:: What the task asks ::
Print the lines of the material from the line containing "For every instance of the dark sky" up to and including the line containing "x=964 y=233", reproducing each one without any change.

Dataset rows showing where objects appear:
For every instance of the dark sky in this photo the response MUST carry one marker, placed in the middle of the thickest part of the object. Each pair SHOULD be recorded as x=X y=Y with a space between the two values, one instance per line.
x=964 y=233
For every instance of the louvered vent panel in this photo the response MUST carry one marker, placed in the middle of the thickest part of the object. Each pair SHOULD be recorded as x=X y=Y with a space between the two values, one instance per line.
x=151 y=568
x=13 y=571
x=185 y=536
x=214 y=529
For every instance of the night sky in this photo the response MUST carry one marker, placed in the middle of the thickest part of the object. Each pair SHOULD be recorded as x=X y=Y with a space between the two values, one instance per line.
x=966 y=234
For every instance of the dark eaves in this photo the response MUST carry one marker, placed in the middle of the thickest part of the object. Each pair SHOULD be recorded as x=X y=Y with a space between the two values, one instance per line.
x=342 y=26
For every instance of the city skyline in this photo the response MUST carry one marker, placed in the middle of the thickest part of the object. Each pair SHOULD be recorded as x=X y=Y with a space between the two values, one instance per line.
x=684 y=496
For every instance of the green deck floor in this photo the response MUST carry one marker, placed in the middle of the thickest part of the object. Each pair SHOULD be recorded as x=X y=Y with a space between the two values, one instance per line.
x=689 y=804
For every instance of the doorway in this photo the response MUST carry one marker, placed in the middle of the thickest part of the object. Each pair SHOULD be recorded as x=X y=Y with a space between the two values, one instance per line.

...

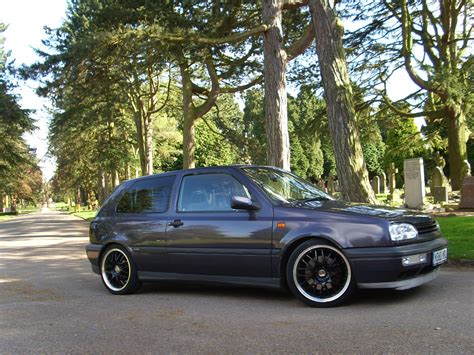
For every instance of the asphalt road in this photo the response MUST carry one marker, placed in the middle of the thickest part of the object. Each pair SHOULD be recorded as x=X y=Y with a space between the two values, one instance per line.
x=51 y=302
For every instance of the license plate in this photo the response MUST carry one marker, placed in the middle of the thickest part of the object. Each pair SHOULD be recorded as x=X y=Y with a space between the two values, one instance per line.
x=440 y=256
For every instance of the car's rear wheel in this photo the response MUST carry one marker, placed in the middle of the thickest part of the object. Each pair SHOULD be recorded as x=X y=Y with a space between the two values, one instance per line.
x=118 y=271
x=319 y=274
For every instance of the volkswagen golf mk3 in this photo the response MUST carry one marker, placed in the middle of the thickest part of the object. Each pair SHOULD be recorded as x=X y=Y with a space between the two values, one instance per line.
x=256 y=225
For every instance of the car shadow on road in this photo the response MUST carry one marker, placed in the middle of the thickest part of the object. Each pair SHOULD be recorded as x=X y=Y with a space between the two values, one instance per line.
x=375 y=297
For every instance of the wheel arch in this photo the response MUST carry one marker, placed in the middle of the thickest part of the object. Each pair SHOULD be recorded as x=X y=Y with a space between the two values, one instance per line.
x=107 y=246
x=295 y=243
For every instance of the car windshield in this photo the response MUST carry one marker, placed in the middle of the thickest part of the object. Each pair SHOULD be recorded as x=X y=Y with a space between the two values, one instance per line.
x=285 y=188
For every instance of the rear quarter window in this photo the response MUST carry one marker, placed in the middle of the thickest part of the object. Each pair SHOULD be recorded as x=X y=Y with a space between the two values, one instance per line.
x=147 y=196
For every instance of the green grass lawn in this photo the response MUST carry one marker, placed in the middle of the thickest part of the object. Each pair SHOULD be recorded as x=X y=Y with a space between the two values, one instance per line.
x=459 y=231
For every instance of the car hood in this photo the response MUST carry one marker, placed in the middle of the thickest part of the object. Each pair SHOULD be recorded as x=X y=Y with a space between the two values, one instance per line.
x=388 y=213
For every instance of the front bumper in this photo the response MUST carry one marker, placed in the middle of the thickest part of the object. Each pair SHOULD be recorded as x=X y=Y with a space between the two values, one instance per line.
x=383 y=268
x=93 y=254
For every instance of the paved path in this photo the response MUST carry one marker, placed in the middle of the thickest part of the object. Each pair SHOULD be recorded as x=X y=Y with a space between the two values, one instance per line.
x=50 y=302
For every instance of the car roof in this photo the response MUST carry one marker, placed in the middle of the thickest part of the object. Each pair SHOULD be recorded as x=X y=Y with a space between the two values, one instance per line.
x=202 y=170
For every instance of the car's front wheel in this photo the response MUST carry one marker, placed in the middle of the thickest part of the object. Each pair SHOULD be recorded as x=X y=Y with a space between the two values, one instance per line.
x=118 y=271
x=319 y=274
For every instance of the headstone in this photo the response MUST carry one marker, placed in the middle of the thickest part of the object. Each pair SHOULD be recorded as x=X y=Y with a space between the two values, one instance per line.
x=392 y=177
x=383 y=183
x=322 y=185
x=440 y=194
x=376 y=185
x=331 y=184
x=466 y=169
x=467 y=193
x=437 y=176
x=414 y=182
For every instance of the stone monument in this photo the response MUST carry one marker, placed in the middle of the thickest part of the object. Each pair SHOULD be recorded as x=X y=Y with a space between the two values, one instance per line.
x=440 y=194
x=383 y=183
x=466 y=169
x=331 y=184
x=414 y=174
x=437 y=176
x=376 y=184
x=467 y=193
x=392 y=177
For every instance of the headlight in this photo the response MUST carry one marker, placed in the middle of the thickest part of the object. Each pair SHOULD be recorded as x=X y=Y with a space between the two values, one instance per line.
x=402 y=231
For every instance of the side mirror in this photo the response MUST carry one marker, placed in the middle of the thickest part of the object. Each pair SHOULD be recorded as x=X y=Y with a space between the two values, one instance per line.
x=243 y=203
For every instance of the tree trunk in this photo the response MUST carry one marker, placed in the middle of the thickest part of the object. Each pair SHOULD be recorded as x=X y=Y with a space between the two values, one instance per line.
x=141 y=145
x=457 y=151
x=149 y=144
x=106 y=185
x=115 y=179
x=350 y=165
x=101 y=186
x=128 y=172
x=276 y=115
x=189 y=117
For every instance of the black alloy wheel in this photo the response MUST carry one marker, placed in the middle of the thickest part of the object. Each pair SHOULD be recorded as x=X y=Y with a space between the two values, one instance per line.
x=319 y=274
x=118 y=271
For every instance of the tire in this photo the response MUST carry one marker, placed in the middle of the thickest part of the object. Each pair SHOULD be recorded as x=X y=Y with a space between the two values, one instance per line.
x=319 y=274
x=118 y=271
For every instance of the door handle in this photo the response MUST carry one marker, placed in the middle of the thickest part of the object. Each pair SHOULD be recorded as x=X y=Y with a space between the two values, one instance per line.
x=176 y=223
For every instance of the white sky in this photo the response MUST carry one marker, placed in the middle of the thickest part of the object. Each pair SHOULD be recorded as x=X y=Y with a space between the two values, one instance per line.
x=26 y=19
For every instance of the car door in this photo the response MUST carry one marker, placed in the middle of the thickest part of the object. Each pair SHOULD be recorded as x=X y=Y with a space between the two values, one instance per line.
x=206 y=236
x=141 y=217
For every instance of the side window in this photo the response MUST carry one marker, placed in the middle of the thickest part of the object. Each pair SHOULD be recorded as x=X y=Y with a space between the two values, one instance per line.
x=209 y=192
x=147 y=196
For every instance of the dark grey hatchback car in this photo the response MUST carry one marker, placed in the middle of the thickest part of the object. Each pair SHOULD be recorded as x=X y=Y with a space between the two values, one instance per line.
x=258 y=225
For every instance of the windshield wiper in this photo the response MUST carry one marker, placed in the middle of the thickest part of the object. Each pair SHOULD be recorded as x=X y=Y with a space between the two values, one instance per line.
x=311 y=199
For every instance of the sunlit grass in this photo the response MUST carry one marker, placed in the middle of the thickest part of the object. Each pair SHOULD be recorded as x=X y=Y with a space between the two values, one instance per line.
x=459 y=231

==

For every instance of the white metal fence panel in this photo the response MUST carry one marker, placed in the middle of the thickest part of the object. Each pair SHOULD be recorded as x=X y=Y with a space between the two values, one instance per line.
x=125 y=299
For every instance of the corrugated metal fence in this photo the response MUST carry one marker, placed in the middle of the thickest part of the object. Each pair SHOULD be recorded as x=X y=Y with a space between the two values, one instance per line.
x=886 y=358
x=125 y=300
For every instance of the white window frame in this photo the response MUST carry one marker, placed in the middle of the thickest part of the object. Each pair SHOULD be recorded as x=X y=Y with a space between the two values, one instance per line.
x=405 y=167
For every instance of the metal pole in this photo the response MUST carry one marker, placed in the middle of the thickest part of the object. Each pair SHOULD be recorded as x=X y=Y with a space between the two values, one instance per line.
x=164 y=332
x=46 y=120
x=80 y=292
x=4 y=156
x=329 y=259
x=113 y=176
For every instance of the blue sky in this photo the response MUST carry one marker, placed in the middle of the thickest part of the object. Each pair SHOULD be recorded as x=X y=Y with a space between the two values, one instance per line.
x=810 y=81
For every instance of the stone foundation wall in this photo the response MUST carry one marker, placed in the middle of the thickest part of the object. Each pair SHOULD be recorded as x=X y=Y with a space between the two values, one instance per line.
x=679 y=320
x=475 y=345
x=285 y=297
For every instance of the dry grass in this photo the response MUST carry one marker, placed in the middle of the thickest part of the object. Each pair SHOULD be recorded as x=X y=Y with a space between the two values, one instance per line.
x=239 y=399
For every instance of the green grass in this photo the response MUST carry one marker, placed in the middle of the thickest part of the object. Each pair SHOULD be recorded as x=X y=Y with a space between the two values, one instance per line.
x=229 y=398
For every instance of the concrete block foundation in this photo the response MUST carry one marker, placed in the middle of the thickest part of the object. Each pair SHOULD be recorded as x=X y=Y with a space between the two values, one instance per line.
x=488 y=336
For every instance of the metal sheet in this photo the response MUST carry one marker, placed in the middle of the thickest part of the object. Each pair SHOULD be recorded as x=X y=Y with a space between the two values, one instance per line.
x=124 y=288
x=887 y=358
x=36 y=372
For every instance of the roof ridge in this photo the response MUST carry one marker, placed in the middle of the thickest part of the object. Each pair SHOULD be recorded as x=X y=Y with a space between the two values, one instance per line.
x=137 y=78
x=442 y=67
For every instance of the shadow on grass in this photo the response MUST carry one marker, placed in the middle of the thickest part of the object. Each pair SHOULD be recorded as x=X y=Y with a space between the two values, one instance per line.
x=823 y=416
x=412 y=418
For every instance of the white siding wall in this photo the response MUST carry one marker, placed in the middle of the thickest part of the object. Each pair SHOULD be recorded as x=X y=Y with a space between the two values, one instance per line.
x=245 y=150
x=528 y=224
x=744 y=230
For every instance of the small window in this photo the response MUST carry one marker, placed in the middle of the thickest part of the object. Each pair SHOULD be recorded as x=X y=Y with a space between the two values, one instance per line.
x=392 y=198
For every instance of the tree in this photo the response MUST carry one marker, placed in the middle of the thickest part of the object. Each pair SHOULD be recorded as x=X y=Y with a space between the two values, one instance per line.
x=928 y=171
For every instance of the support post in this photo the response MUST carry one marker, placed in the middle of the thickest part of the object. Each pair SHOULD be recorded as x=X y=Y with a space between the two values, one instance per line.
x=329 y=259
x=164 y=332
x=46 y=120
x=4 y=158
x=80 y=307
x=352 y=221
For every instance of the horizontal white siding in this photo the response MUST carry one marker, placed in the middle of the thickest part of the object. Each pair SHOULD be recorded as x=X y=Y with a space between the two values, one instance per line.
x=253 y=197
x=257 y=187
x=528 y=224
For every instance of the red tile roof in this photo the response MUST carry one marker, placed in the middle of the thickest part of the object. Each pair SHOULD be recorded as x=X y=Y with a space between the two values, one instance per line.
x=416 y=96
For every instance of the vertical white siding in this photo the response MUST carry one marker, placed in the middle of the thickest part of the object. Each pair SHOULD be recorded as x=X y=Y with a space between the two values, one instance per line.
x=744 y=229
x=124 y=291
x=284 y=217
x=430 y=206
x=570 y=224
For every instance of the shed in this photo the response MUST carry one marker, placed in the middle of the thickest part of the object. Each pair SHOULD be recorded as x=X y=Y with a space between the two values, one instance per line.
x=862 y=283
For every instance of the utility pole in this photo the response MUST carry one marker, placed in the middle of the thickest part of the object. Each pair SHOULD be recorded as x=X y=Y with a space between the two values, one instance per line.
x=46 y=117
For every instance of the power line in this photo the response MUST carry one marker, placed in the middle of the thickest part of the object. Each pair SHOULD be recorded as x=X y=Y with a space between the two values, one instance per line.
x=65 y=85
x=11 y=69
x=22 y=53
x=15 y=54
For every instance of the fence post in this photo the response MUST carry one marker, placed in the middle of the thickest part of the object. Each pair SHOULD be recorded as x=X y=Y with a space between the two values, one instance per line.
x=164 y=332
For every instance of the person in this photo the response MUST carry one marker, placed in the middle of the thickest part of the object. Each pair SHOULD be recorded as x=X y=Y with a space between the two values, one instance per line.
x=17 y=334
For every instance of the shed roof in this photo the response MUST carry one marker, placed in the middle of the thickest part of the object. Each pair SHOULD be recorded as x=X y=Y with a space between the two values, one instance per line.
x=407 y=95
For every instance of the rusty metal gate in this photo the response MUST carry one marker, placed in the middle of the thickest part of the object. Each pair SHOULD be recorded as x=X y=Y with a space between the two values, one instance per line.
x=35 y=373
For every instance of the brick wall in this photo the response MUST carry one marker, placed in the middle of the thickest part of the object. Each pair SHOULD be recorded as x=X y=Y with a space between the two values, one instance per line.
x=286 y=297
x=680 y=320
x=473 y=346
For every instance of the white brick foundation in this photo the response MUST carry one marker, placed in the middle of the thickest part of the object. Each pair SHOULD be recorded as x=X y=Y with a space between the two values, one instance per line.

:: Solution to this problem ::
For every instance of the dark sky in this photo the response MUST carry one marker, placed in the middle of the thickest part of the object. Each pair SHOULD be recorded as x=X y=Y with a space between the two values, one instance per line.
x=964 y=233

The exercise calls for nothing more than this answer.